SUPPLIED TEXT »
§ §

3 Between August and September 2000 the second applicant was given appropriate evaluation, instructions, training, guidance and counseling, but repeatedly refused to improve saying that I had favourites and that I wanted to ruin his life. Meetings were held with him to try to assist him to improve his conduct and performance but he refused to improve his conduct and performance.



4 On 3 October 2000 the respondent finally discovered that in August 2000 and September 2000 the applicant had received R8 666, 48 in excess of his normal monthly wages that was not due. Immediately thereafter the second applicant was called to a meeting to reply to a question requiring him to explain why in August 2000 and 8 September 2000 he had knowingly received R8 666, 48 wages that were not due.



5 In the aforesaid meeting the applicant was further required to explain his persistent and serious misconduct, and his persistent and serious breach of the rules of the respondent and of the terms and conditions contained in the agreement concluded on 30 July 2000. In reply the second applicant emphasised that the continued working relationship was intolerable for him and that he should be deregistered with the league and be given a free clearance in terms of clause 15 (b) of the agreement, annexed hereto, in order for him to go and look for greener pastures with other clubs. In response the respondent asked the second applicant to sign a form of deregistration and cancellation of contract of employment, annexed hereto marked L4. After reading it the second applicant said that he did not understand English and that he was going to ask his accountant to read it for him, and that thereafter he would fax the same copy to the respondent.



5.1 He simply left with a copy of the aforesaid form without even acknowledging receipt thereof in writing. He later came back with the signed form of deregistration and cancellation of the contract, saying ‘I have still got it back there are certain clauses that I don’t agree with’. Immediately thereafter the second applicant demanded that the respondent should sever the relations with him on the basis (i.e. by paying him the remuneration of R110 000 for the remaining period of his contract) he found acceptable, failing which he will take legal action against the respondent and go to the press and the media to expose the respondent. In answer the respondent told the second applicant that, that way was not open, the second applicant would not take no, for an answer. He thought that the respondent would eventually capitulate.





5.2 Despite the second applicant’s aforesaid confrontations and threats on 3 October 2000 the respondent requested the second applicant to specify certain clauses that he did not agree with in order for the parties to attempt to come to some sort of agreement regarding such certain clauses he did not agree with.



5.3 In response the second applicant requested that he should be given an opportunity until the following day (i.e. 4 October 2000) to take advice and to come up with specific clauses that he did not agree with.



5.4 Instead of sending the specific clauses that he did not agree with on 4 October 2000 the applicant carried out his threat, i.e. to take legal action on 3 October 2000, in that on 4 October 2000 the second applicant sent the letter of demand, annexed hereto marked L5, to the respondent, demanding payment of R110 000 for the remaining period of his contract, failing which a law suit will be instituted.”

§ §

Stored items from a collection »

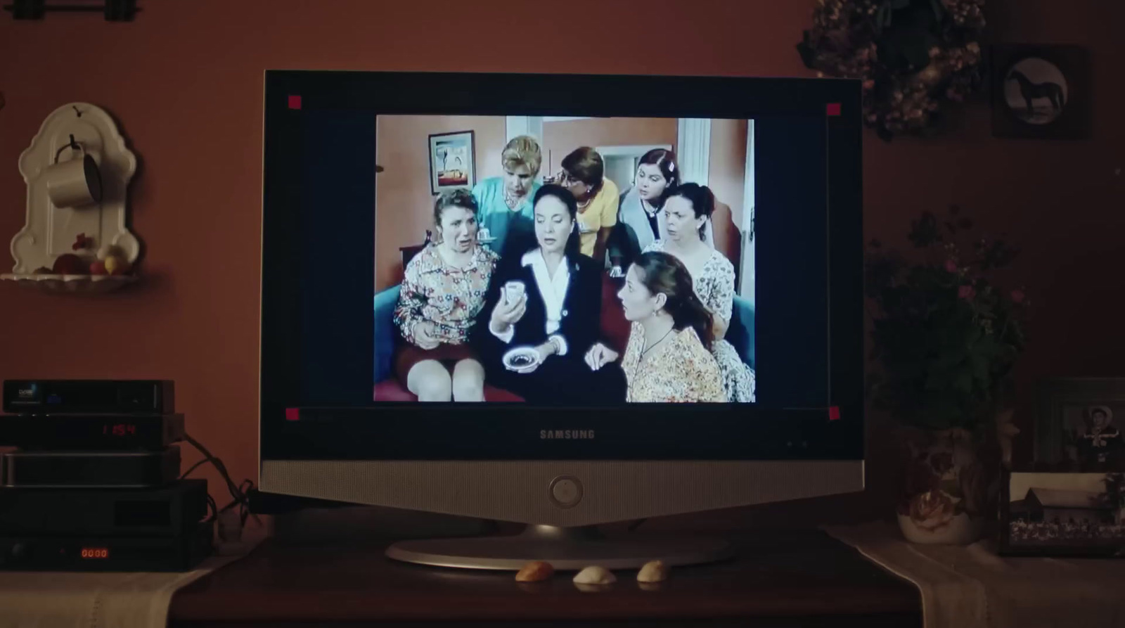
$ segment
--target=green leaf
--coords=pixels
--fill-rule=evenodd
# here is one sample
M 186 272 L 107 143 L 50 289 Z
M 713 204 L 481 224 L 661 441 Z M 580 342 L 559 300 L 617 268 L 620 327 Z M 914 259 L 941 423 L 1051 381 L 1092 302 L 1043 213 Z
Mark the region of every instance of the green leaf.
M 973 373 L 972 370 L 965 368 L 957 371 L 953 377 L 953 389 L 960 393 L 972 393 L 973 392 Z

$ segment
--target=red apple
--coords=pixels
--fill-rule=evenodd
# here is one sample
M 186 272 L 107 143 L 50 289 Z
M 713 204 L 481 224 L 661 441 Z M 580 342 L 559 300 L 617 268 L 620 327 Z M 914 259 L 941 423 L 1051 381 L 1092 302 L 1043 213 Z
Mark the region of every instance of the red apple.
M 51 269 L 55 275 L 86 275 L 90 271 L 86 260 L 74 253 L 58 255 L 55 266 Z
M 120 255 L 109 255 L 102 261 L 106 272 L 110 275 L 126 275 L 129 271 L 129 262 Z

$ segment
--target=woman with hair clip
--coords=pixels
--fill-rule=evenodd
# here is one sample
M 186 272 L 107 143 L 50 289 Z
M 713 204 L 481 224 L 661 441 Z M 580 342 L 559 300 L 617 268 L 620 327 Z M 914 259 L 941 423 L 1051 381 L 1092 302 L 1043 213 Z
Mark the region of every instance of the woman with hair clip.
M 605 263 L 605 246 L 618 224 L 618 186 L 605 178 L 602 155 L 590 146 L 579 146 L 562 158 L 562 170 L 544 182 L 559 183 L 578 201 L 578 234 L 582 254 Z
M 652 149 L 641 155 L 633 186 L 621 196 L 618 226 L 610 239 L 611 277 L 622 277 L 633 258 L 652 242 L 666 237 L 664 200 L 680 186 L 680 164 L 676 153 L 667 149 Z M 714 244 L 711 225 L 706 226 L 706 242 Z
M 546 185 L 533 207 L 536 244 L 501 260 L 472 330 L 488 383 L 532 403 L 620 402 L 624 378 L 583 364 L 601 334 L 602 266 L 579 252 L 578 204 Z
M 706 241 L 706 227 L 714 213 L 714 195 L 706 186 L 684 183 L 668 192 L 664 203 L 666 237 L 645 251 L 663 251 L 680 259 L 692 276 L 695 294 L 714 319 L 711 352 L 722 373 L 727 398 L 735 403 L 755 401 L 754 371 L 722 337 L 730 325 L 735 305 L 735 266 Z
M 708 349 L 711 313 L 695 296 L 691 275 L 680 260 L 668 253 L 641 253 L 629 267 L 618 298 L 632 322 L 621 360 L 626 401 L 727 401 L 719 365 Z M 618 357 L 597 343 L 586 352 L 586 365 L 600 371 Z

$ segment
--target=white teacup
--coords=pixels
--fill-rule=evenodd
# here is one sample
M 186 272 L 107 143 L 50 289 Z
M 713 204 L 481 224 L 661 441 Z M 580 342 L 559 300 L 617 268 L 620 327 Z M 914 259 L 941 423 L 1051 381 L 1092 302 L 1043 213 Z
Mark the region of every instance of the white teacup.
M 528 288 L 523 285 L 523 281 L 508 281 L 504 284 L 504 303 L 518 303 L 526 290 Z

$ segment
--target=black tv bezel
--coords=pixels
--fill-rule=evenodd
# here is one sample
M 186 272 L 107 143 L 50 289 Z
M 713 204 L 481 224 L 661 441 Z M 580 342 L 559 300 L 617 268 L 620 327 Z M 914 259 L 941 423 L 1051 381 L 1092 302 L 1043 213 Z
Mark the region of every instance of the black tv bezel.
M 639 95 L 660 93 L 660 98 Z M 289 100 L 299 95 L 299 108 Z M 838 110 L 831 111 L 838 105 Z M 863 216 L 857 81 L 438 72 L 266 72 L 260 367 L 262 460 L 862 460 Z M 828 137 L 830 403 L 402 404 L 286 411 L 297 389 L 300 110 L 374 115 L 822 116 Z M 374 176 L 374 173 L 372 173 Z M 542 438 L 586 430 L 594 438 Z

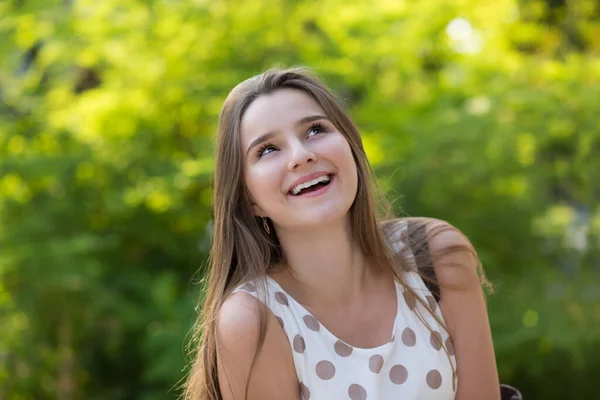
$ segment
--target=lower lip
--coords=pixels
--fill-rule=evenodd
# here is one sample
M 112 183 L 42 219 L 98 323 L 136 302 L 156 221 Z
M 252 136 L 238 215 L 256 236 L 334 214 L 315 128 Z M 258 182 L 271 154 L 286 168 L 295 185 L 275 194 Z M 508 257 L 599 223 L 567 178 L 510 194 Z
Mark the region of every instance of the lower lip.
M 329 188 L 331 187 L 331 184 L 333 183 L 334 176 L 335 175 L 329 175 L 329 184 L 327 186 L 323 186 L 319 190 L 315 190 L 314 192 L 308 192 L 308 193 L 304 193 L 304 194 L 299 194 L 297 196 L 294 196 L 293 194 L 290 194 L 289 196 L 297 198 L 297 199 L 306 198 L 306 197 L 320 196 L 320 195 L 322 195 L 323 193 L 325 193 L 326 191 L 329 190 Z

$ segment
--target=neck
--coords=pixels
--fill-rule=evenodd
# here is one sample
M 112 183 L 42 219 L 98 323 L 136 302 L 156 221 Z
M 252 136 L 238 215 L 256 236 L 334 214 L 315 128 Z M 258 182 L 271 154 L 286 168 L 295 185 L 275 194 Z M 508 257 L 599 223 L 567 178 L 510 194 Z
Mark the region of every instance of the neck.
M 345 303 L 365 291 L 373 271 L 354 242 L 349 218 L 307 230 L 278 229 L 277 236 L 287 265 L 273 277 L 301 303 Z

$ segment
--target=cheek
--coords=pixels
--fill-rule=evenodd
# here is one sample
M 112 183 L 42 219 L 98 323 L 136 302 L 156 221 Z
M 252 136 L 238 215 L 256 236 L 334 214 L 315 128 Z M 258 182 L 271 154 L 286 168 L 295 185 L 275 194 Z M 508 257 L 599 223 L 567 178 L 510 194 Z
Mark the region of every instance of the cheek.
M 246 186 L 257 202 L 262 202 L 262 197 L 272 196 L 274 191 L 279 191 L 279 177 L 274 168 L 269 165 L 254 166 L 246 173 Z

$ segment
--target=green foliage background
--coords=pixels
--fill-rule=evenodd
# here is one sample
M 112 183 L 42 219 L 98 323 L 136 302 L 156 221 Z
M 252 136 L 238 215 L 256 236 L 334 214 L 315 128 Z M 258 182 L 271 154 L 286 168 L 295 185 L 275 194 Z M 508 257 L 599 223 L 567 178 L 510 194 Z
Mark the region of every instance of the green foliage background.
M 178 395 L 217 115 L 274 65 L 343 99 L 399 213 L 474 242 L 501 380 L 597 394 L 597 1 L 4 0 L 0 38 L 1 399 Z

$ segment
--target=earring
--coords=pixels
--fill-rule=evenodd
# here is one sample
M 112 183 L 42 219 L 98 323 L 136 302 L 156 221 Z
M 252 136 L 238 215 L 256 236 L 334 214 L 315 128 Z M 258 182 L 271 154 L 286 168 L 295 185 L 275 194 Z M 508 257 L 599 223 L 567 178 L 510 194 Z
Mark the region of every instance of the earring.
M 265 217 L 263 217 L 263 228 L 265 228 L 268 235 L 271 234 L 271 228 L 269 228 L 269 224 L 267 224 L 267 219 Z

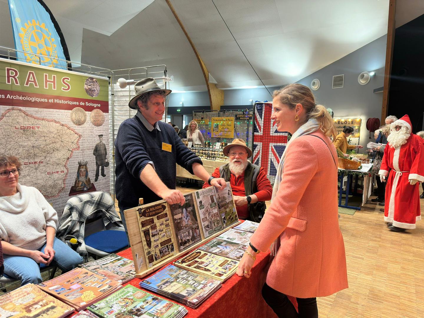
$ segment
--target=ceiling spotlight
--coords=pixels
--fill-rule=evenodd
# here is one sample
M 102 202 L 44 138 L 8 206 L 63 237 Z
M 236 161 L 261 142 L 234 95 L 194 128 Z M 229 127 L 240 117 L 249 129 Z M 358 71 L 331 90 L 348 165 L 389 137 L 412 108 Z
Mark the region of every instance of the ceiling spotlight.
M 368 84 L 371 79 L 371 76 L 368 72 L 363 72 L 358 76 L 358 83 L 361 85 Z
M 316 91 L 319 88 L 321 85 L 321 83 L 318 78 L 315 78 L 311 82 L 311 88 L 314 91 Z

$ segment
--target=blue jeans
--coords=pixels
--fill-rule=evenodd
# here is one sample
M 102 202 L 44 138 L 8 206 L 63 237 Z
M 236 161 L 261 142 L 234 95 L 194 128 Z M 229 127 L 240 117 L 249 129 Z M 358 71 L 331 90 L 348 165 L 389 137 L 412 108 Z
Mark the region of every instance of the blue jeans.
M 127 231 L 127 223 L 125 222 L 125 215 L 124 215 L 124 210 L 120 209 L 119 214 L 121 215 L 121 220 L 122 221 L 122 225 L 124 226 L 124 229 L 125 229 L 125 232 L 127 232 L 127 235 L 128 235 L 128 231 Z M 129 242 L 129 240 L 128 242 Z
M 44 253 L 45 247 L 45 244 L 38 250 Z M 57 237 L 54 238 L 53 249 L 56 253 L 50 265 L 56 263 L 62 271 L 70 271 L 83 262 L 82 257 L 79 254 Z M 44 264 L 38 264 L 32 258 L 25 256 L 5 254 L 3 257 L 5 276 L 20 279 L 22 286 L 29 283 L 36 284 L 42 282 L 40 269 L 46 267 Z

§ §

Transcribe the passage of the employment dispute text above between "4 On 3 October" and "were not due.", inclusive.

4 On 3 October 2000 the respondent finally discovered that in August 2000 and September 2000 the applicant had received R8 666, 48 in excess of his normal monthly wages that was not due. Immediately thereafter the second applicant was called to a meeting to reply to a question requiring him to explain why in August 2000 and 8 September 2000 he had knowingly received R8 666, 48 wages that were not due.